#### EXERCISE INSTRUCTIONS:
Could you reproduce all of the records exactly?

Referring expression data
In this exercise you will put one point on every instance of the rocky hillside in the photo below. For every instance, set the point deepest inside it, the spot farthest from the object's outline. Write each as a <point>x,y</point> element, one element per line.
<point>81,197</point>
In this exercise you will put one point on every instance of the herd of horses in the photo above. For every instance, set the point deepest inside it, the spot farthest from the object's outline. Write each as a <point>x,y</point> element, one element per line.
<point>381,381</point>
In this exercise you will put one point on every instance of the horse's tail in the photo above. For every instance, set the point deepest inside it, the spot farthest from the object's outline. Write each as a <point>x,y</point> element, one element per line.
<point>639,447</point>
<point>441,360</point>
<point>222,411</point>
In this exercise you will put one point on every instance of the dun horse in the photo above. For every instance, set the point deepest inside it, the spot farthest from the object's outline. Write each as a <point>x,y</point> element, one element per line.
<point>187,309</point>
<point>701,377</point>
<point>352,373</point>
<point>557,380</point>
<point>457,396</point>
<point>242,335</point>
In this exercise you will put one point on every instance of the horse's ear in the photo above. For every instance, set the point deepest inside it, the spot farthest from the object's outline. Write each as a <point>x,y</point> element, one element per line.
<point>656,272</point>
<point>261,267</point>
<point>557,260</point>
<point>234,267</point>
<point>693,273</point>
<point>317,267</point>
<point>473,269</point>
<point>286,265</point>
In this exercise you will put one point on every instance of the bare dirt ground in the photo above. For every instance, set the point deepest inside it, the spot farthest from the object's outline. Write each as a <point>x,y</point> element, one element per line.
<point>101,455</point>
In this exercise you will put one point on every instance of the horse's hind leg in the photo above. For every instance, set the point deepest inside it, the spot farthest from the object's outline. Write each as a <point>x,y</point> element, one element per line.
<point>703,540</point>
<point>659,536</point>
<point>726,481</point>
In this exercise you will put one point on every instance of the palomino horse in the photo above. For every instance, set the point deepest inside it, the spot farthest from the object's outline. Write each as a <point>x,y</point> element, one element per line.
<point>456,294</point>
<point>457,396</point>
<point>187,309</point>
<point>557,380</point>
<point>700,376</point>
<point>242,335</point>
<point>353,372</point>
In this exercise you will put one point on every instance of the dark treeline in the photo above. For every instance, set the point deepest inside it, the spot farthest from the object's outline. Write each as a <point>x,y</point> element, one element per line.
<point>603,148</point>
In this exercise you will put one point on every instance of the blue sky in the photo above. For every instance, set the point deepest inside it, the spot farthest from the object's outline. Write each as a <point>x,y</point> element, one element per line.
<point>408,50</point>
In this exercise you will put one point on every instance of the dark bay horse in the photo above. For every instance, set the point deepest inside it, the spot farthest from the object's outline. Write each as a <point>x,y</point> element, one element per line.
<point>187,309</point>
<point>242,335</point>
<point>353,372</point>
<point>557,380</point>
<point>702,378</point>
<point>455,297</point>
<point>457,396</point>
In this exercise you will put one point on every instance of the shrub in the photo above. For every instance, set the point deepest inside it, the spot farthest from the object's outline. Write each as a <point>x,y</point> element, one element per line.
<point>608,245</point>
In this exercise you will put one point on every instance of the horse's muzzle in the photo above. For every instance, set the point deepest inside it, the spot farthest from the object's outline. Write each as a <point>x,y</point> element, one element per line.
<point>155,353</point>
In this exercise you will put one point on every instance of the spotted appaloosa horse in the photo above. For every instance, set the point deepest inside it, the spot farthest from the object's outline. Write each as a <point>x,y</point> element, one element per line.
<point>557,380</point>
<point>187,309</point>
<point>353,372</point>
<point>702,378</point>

#### OUTPUT BELOW:
In this exercise you will put one point on every instance of the rocky hillside in the photo below. For every instance, set the point deepest inside it, the spot farthest from the object's outline. Write each as a <point>x,y</point> element, one element per line.
<point>81,197</point>
In this exercise you will put one point on every instance of the herd of horses in the photo above. For every instance, set the point deepest inside it, the spot farthest from the object's outline. Write each as a <point>x,y</point> element, one element per line.
<point>381,381</point>
In this exercise you will put one point on every instance of the horse's tail in the photo above. For every instance, set the point deepest inside it, the spot farthest from the object's outline. Write each as a <point>x,y</point> element, one element per line.
<point>639,447</point>
<point>441,360</point>
<point>222,411</point>
In this exercise you will put one point on every instance of the dun horse in the photo above. For every instance, set the point deepest inside it, the spot farthest from the object's outline. Write each as a <point>x,y</point> element, one element per line.
<point>187,309</point>
<point>701,377</point>
<point>352,373</point>
<point>557,380</point>
<point>457,396</point>
<point>242,335</point>
In this exercise you will put one point on every instance of the horse's ear in the photo above. For every instance, set the point deepest inside it, the spot farthest from the object's outline. Write each as a <point>x,y</point> element, one element per line.
<point>656,272</point>
<point>261,267</point>
<point>557,260</point>
<point>234,267</point>
<point>693,273</point>
<point>317,267</point>
<point>473,269</point>
<point>286,265</point>
In this exercise you will put one point on every instance of the bare dirt ground in the photo above. For every instance, set the point deepest inside it, the spot farthest from the object's outline. Write each as a <point>x,y</point> element, one element per line.
<point>101,455</point>
In this exercise you will put one point on every instance of the horse's hind leg in the photo above. For every instance, set the point deepest inside it, the spot farthest from the object's outline. Write each as a <point>x,y</point> element, one element per line.
<point>703,540</point>
<point>659,536</point>
<point>726,481</point>
In this exercise you will put one point on every instance of the palomino horse in the photo above. For every instance, set the point deepest inside it, the spot farthest from the object's outline. Write each as a <point>x,y</point> element, one element per line.
<point>456,294</point>
<point>457,396</point>
<point>187,309</point>
<point>557,380</point>
<point>700,376</point>
<point>242,335</point>
<point>353,372</point>
In this exercise you will put one point on every instance of the dark treeline in the photo above. For every instance, set the point deepest inside it, the spot farthest from the object's outline. Write each as a <point>x,y</point> element, one element per line.
<point>603,148</point>
In this exercise you will put one point on every instance of the blue sky in the photo above. For every instance, set the point deepest inside it, the spot farthest from the object's outline. Write each as a <point>x,y</point> element, one element per line.
<point>408,50</point>
In this exercise you will put one point on every instance of the dark bay horse in the photo above. For every instance, set the point deepest inside it, the spot farthest from the object's outline. Write each as a <point>x,y</point> element, one element per line.
<point>187,309</point>
<point>242,335</point>
<point>353,372</point>
<point>557,380</point>
<point>702,378</point>
<point>455,297</point>
<point>457,396</point>
In this exercise you will put one point on every instance of the shrub in the photo above. For every instance, set the point deepest inside it, the spot farthest from the object's outline. Write each as a <point>x,y</point> element, one element per line.
<point>608,245</point>
In this exercise you will put one point on every instance of the horse's muzzle in the photo above. For every instance, set the point deepest inside it, the spot farthest from the object's outline. Write each as a <point>x,y</point> element, one element per line.
<point>155,353</point>
In this exercise you will put one point on every instance of the spotted appaloosa horse in the photo above. For every instance, set the point deepest inside it, the spot farthest from the object's outline. Write each as a <point>x,y</point> element, one element per line.
<point>557,380</point>
<point>187,309</point>
<point>353,372</point>
<point>702,378</point>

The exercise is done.